QUESTIONS =>
1 – Summarize the Hall of Fame ballot text in two sentences.
2 – According to the Hall of Fame ballot text, how many candidates did the 2011 ballot include?

SELECTED TEXT =>

=======

Other significant names on this year's BBWAA ballot were first-timers Jeff Bagwell, Rafael Palmeiro, Larry Walker, Juan Gonzalez and Tino Martinez. Top returnees included Jack Morris, Barry Larkin, Edgar Martinez, Tim Raines and Lee Smith.
Larkin, in his second year on the ballot, finished third behind Alomar and Blyleven. He had about a 10-point up tick to 62.1 percent of the vote. The 12-time All-Star shortstop, who played his entire 19-year career with the Reds, should be a top candidate next year when there are no viable first year players on the ballot.
"It's just an honor to be considered," Larkin said. "I'm just happy to be in the mix."
The 2011 ballot features 33 candidates, with 14 returnees and 19 newcomers. (Years on ballot)
The remainder of this year's BBWAA ballot featured returnees Harold Baines, Don Mattingly, McGriff, Mark McGwire, Dale Murphy, Dave Parker and Alan Trammell, and first-timers Carlos Baerga, Bret Boone, Kevin Brown, Marquis Grissom, Lenny Harris, Bobby Higginson, Charles Johnson, Al Leiter, Raul Mondesi, John Olerud, Kirk Rueter, Benito Santiago and B.J. Surhoff.
Hall of Fame history leaned heavily toward Alomar and Blyleven earning nods this year. Including the new electees, all 23 of the previous players to receive 70-74.9 percent of the vote in a given election were eventually granted admission to the Hall, 19 by the BBWAA the following year.
Most recently, reliever Rich "Goose" Gossage missed by 21 votes in 2007 and was elected in '08 in his ninth year, and Red Sox outfielder Jim Rice fell 16 votes shy in '08, but was elected in '09 in his 15th and final year.
This year, 16 players didn't receive the requisite 5 percent and won't be back, including Baines, Brown, Franco and Martinez. Six of them didn't receive any votes at all. Dave Parker, the slugging outfielder, received 15.3 percent in this his 15th and final year on the BBWAA ballot.

=======

RECORDED DATA =>
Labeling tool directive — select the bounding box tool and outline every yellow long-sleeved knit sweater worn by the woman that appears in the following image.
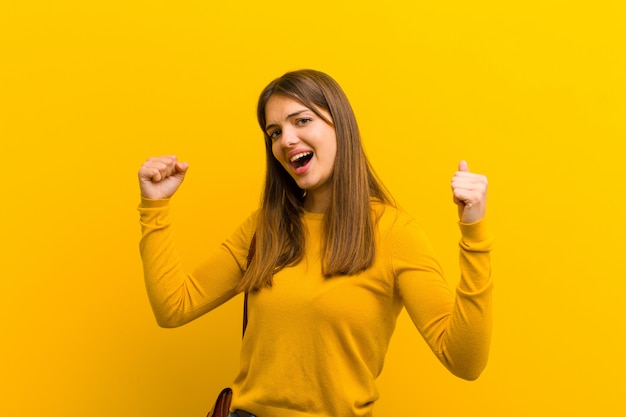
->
[139,199,492,417]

=======

RESPONSES IN ORDER =>
1 – Barry Larkin, in his second year on the BBWAA ballot, finished third behind Alomar and Blyleven with 62.1 percent of the vote, about 10 points higher than before. Sixteen players fell short of the required 5 percent and won't return, while Dave Parker received 15.3 percent in his 15th and final year on the ballot.

2 – It included 33 candidates: 14 returnees and 19 newcomers.